§ **Что нужно сделать**: Извлеките дословно из текста об эстетической диагностике в гештальт-терапии всё от слов «1. Введение» вплоть до слов «теоретической точки зрения.» включительно.

-------- Фрагмент текста --------

Эстетическая диагностика в гештальт-терапии

Перевод по Aesthetic Diagnosis in Gestalt Therapy, Jan Roubal, Gianni Francesetti and Michela Gecele, Behavioral Sciences, 2017


1. Введение

Гештальт-терапевты часто с осторожностью относились к психопатологии и диагностике. Это были непростые отношения по эпистемологическим, историческим и политическим причинам. Тем не менее, гештальт-терапия имеет специфическое понимание психопатологии: оно есть у каждой психотерапевтической модели, явное или неявное. Урок идей гуманизма — уникальность каждого человека и его опыта — всегда остается ценным. Целью разработки гештальт-психопатологии является не навешивание ярлыков на клиентов, а понимание их страданий с эмпирической и реляционной теоретической точки зрения.

-------- Фрагменты данных --------

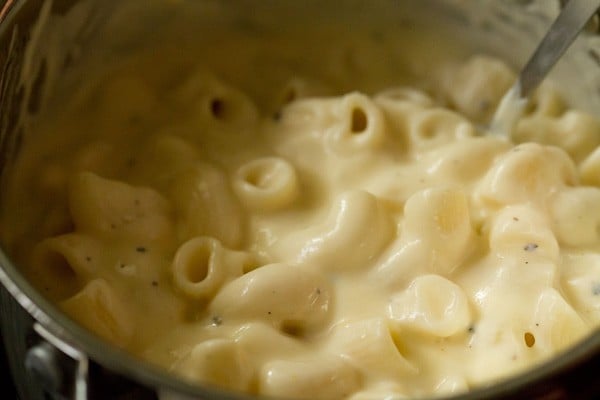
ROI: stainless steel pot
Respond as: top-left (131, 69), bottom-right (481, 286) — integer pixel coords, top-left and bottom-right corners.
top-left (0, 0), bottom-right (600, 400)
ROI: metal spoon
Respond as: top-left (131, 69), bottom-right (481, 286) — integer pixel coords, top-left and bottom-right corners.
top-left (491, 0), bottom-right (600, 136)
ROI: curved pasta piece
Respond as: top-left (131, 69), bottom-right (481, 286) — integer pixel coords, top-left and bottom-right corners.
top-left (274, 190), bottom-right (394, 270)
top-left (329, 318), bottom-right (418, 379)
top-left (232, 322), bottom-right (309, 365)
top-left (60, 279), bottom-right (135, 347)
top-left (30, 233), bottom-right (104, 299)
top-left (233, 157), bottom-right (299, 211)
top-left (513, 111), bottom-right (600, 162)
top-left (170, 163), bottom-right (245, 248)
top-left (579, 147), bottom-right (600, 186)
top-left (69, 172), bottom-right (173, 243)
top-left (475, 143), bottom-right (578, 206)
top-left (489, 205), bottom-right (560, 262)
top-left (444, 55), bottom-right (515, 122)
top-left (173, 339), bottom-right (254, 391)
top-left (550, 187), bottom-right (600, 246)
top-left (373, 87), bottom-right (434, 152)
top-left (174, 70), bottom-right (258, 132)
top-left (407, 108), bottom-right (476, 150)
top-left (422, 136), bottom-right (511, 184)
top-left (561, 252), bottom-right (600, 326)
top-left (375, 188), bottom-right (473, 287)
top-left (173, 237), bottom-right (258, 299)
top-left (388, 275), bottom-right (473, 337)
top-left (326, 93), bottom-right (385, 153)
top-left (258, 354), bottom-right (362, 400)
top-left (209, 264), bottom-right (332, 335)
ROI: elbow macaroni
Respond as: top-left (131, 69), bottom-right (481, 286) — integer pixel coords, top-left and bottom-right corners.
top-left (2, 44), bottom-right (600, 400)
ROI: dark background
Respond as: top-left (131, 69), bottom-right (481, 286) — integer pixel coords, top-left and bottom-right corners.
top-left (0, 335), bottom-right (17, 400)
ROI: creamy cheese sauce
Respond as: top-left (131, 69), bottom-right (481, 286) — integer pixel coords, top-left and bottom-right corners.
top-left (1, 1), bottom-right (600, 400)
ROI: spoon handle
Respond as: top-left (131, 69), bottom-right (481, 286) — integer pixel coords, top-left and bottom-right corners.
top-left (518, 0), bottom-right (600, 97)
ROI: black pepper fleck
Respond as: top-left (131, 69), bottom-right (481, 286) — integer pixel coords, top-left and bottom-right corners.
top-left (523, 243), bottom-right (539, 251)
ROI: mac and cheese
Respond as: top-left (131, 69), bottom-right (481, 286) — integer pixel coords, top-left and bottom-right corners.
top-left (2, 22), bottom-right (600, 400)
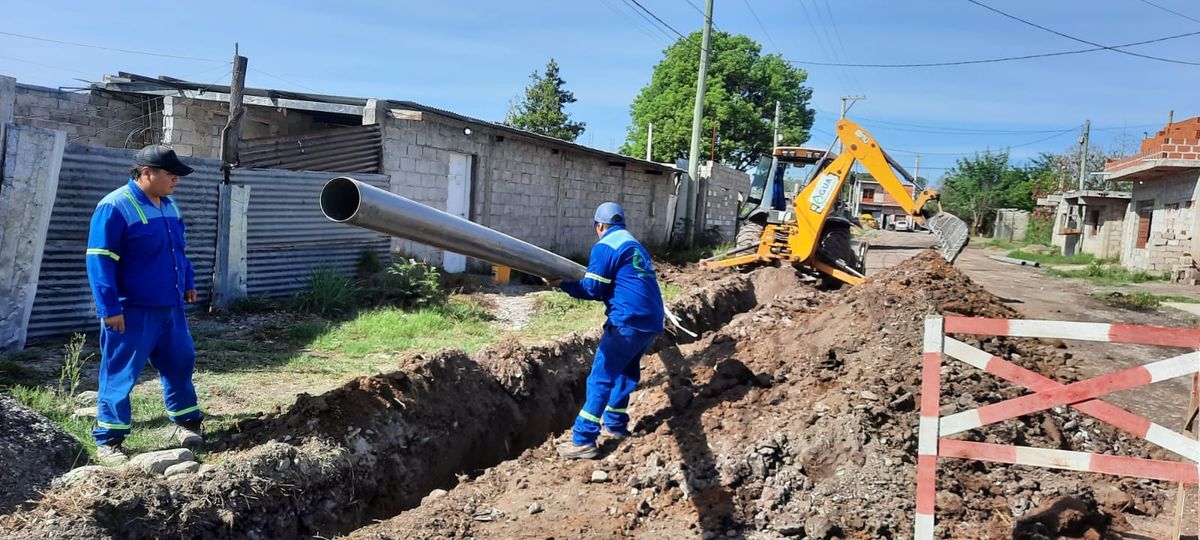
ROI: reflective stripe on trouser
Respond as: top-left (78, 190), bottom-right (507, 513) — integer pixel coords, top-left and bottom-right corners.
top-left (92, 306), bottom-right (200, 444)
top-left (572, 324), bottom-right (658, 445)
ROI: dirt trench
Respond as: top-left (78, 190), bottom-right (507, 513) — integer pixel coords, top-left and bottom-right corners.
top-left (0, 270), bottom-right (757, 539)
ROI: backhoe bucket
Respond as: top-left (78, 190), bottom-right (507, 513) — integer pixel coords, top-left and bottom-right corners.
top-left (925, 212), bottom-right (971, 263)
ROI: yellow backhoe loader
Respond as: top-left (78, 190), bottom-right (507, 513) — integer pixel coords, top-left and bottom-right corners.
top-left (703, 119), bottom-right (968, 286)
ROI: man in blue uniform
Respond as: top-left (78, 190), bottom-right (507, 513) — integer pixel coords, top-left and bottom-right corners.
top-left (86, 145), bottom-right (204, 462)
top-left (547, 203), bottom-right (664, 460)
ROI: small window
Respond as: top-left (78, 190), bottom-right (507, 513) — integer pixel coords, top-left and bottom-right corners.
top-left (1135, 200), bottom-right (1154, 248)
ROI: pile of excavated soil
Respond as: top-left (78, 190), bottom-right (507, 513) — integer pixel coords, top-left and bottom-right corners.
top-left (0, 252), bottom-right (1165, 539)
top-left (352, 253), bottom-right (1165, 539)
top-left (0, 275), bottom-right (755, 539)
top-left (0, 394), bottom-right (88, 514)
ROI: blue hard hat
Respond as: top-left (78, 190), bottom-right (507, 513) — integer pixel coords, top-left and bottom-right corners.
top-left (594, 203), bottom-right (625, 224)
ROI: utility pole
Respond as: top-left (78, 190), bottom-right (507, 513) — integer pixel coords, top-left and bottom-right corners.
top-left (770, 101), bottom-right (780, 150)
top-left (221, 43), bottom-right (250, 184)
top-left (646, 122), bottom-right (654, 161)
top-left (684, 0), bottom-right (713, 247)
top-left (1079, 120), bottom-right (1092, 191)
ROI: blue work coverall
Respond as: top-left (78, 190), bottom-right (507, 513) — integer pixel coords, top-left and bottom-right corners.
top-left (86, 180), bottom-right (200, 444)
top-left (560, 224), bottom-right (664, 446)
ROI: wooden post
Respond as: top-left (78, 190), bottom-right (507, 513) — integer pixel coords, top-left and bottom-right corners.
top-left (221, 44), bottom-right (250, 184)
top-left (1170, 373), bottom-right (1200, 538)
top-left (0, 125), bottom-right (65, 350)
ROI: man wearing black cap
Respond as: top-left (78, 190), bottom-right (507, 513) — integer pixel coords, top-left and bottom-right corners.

--------

§ **Ответ на задание**:
1. Введение

Гештальт-терапевты часто с осторожностью относились к психопатологии и диагностике. Это были непростые отношения по эпистемологическим, историческим и политическим причинам. Тем не менее, гештальт-терапия имеет специфическое понимание психопатологии: оно есть у каждой психотерапевтической модели, явное или неявное. Урок идей гуманизма — уникальность каждого человека и его опыта — всегда остается ценным. Целью разработки гештальт-психопатологии является не навешивание ярлыков на клиентов, а понимание их страданий с эмпирической и реляционной теоретической точки зрения.